**Requirement**
Rewrite every one of the records below, replacing "Provide the mask" with "Supply the mask" wherever it occurs and keeping everything else the same.

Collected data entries

########

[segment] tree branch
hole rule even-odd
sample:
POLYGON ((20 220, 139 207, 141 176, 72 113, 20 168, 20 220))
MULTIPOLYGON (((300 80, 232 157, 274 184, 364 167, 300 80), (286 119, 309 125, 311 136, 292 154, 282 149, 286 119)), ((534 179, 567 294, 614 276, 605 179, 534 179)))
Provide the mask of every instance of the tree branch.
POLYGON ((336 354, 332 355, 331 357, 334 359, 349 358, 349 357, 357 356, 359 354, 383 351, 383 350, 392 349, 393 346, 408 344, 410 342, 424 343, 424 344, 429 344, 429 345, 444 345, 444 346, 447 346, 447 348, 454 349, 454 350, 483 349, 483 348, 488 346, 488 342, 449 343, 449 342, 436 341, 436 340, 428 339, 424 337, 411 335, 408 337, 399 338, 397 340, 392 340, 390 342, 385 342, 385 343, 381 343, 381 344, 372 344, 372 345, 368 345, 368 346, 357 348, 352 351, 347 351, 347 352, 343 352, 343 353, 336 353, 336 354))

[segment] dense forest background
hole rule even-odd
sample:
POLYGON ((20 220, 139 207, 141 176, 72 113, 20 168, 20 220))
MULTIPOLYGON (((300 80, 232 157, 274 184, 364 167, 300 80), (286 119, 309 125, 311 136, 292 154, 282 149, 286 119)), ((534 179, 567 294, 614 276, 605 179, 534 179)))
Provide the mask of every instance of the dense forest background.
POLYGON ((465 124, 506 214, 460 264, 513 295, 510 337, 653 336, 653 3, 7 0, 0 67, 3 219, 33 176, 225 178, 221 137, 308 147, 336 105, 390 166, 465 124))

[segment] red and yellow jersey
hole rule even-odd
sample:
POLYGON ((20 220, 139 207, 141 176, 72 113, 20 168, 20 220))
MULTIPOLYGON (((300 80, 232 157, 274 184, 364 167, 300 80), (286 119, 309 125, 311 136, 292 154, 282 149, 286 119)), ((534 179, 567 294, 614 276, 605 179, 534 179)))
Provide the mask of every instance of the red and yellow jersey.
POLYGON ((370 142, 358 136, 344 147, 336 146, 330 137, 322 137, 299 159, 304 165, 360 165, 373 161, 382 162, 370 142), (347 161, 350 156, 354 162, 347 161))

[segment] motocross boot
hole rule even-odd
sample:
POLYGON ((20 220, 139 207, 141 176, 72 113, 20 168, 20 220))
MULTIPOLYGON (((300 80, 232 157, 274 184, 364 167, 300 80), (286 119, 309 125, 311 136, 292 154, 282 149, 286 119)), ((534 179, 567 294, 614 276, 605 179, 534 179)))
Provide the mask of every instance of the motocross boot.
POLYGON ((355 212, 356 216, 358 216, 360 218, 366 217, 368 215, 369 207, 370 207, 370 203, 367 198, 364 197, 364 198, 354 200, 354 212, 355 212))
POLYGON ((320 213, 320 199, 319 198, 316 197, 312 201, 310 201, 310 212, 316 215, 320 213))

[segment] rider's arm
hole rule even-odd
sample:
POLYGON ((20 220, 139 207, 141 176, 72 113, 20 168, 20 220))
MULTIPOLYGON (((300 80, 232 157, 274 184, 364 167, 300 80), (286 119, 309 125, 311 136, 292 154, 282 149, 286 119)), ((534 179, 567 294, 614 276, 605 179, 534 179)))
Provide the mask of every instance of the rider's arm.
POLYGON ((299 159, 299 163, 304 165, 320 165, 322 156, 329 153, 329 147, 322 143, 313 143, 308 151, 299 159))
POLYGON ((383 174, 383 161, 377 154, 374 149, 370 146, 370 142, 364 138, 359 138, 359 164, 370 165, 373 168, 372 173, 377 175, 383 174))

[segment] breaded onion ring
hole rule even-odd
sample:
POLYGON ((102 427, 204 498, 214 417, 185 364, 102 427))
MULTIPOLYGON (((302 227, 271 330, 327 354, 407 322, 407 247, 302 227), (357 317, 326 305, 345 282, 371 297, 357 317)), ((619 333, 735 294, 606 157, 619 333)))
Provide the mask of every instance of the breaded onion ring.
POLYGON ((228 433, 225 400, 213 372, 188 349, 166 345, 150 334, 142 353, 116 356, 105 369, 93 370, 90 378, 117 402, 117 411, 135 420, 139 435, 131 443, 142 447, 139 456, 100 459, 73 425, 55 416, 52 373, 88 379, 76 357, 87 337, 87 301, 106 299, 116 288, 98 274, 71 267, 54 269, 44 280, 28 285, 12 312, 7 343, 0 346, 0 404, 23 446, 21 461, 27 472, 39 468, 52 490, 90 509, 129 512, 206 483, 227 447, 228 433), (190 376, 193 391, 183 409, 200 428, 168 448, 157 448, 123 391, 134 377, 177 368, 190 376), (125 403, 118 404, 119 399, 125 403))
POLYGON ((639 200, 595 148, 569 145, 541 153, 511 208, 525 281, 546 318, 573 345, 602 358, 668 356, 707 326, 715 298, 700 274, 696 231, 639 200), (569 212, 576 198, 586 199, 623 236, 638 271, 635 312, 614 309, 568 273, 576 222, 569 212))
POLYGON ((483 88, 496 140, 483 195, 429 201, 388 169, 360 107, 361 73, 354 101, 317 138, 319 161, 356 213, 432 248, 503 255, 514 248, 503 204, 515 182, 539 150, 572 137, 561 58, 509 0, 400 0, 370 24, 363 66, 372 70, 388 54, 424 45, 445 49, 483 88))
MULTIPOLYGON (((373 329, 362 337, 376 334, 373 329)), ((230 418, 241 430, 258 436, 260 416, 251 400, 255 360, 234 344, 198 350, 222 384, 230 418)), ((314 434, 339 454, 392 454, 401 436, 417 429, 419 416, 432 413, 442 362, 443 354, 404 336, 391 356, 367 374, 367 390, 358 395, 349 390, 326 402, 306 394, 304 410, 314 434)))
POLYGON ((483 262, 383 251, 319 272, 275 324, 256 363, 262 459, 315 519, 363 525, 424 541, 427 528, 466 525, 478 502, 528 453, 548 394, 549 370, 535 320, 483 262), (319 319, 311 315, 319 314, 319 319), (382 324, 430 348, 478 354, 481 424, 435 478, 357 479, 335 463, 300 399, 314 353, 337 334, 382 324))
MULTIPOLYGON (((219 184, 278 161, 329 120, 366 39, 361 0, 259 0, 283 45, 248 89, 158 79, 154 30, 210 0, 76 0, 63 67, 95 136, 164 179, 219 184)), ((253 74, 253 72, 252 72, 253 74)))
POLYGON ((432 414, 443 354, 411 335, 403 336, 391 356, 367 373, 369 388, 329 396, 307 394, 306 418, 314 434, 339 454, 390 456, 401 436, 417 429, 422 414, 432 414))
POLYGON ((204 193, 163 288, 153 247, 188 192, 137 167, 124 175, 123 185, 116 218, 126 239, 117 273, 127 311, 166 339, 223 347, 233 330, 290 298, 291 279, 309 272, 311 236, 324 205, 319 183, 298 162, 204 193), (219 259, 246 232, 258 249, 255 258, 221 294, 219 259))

########

**Task response**
[segment] tree branch
hole rule even-odd
sample:
POLYGON ((20 220, 139 207, 141 176, 72 113, 20 168, 20 220))
MULTIPOLYGON (((300 80, 232 157, 274 184, 364 167, 300 80), (286 119, 309 125, 311 136, 292 154, 282 149, 286 119)), ((534 179, 567 294, 614 276, 605 179, 534 179)))
Supply the mask of every instance of the tree branch.
POLYGON ((336 354, 332 355, 331 357, 334 359, 349 358, 349 357, 357 356, 359 354, 383 351, 383 350, 392 349, 393 346, 408 344, 410 342, 424 343, 424 344, 429 344, 429 345, 444 345, 444 346, 447 346, 447 348, 454 349, 454 350, 483 349, 483 348, 488 346, 488 342, 449 343, 449 342, 436 341, 436 340, 428 339, 424 337, 411 335, 408 337, 399 338, 397 340, 392 340, 390 342, 385 342, 385 343, 381 343, 381 344, 372 344, 372 345, 368 345, 368 346, 357 348, 352 351, 347 351, 347 352, 343 352, 343 353, 336 353, 336 354))

[segment] dense forest background
hole rule even-odd
sample:
POLYGON ((20 220, 139 207, 141 176, 72 113, 20 168, 20 220))
MULTIPOLYGON (((300 80, 232 157, 274 184, 364 167, 300 80), (286 119, 309 125, 311 136, 292 154, 282 149, 286 119)), ((534 179, 567 294, 614 276, 605 179, 534 179)))
Supply the mask of every instance of the dense forest background.
POLYGON ((465 124, 506 214, 460 264, 513 295, 510 337, 653 336, 653 3, 7 0, 0 67, 3 219, 33 176, 225 178, 221 137, 308 147, 336 105, 390 166, 465 124))

[segment] red and yellow jersey
hole rule even-odd
sample:
POLYGON ((20 220, 139 207, 141 176, 72 113, 20 168, 20 220))
MULTIPOLYGON (((300 80, 232 157, 274 184, 364 167, 300 80), (286 119, 309 125, 311 136, 292 154, 282 149, 286 119)), ((534 179, 567 294, 614 276, 605 179, 534 179)))
Supply the mask of every instance of the red and yellow jersey.
POLYGON ((370 142, 358 136, 344 147, 336 146, 330 137, 322 137, 299 159, 304 165, 360 165, 373 161, 382 162, 370 142), (347 161, 350 156, 354 162, 347 161))

[segment] motocross boot
hole rule even-odd
sample:
POLYGON ((20 220, 139 207, 141 176, 72 113, 20 168, 20 220))
MULTIPOLYGON (((300 80, 232 157, 274 184, 364 167, 300 80), (286 119, 309 125, 311 136, 292 154, 282 149, 286 119)), ((534 179, 567 294, 614 276, 605 179, 534 179)))
Supply the mask of every instance of the motocross boot.
POLYGON ((355 212, 356 216, 358 216, 360 218, 366 217, 368 215, 369 207, 370 207, 370 203, 367 198, 364 197, 364 198, 354 200, 354 212, 355 212))
POLYGON ((320 213, 320 199, 319 198, 316 197, 312 201, 310 201, 310 212, 316 215, 320 213))

[segment] rider's arm
hole rule even-odd
sample:
POLYGON ((20 220, 139 207, 141 176, 72 113, 20 168, 20 220))
MULTIPOLYGON (((300 80, 232 157, 274 184, 364 167, 300 80), (286 119, 309 125, 311 136, 292 154, 282 149, 286 119)), ((534 179, 567 294, 614 276, 605 179, 534 179)))
Supply the mask of every instance of the rider's arm.
POLYGON ((299 159, 299 163, 304 165, 320 165, 322 156, 329 153, 329 147, 322 143, 313 143, 308 151, 299 159))
POLYGON ((383 174, 383 161, 377 154, 374 149, 370 146, 370 142, 364 138, 359 138, 359 164, 370 165, 373 168, 372 173, 377 175, 383 174))

[segment] breaded onion ring
hole rule even-odd
sample:
POLYGON ((102 427, 204 498, 214 417, 185 364, 102 427))
MULTIPOLYGON (((302 227, 271 330, 327 354, 407 322, 407 247, 302 227), (357 317, 326 305, 345 282, 371 297, 357 317)), ((619 333, 735 294, 606 157, 619 333)))
Supply the mask of every instance of the breaded onion ring.
POLYGON ((228 433, 225 400, 213 372, 188 349, 166 345, 150 334, 142 353, 116 356, 105 369, 93 370, 90 378, 117 402, 117 411, 135 420, 139 435, 131 443, 142 447, 139 456, 100 459, 73 425, 55 416, 52 373, 88 379, 76 357, 87 337, 87 301, 106 299, 116 288, 98 274, 71 267, 54 269, 44 280, 28 285, 12 312, 7 343, 0 346, 0 404, 23 446, 21 461, 27 472, 39 468, 52 490, 90 509, 129 512, 206 483, 227 447, 228 433), (190 376, 193 391, 183 409, 200 428, 168 448, 157 448, 123 391, 134 377, 177 368, 190 376), (125 403, 118 404, 119 399, 125 403))
POLYGON ((639 200, 595 148, 569 145, 541 153, 511 208, 525 281, 546 318, 573 345, 602 358, 668 356, 707 326, 715 298, 700 274, 696 231, 639 200), (569 212, 576 198, 586 199, 623 236, 638 271, 635 312, 614 309, 568 273, 576 222, 569 212))
POLYGON ((483 88, 496 140, 483 195, 429 201, 388 169, 360 107, 361 73, 354 101, 317 138, 319 161, 356 213, 432 248, 503 255, 514 248, 503 204, 515 182, 539 150, 572 137, 561 58, 509 0, 400 0, 370 24, 363 66, 372 70, 388 54, 424 45, 445 49, 483 88))
MULTIPOLYGON (((373 329, 362 337, 376 334, 373 329)), ((230 418, 241 430, 258 436, 260 416, 251 400, 255 360, 234 344, 198 350, 222 384, 230 418)), ((314 434, 339 454, 392 454, 401 436, 417 429, 419 416, 432 413, 442 362, 443 354, 404 336, 391 356, 367 374, 367 390, 358 395, 349 390, 326 402, 306 394, 304 410, 314 434)))
POLYGON ((483 262, 383 251, 319 272, 275 324, 256 363, 262 459, 315 519, 363 525, 424 541, 427 528, 466 525, 478 502, 528 453, 548 394, 549 370, 535 320, 483 262), (319 319, 311 315, 319 314, 319 319), (382 324, 430 348, 478 354, 481 424, 435 478, 357 479, 335 463, 300 399, 314 353, 337 334, 382 324))
MULTIPOLYGON (((219 184, 278 161, 329 120, 366 39, 361 0, 259 0, 283 45, 248 89, 158 79, 154 30, 210 0, 76 0, 63 67, 95 136, 164 179, 219 184)), ((253 74, 253 72, 252 72, 253 74)))
POLYGON ((432 414, 443 354, 411 335, 403 336, 391 356, 367 373, 369 388, 329 396, 307 394, 306 418, 314 434, 339 454, 390 456, 401 436, 417 429, 422 414, 432 414))
POLYGON ((204 193, 163 288, 153 247, 188 192, 137 167, 124 175, 123 185, 116 218, 126 239, 117 273, 127 311, 166 339, 223 347, 233 330, 290 298, 291 279, 309 272, 311 236, 324 205, 319 183, 298 162, 204 193), (219 259, 246 232, 258 249, 255 258, 221 294, 219 259))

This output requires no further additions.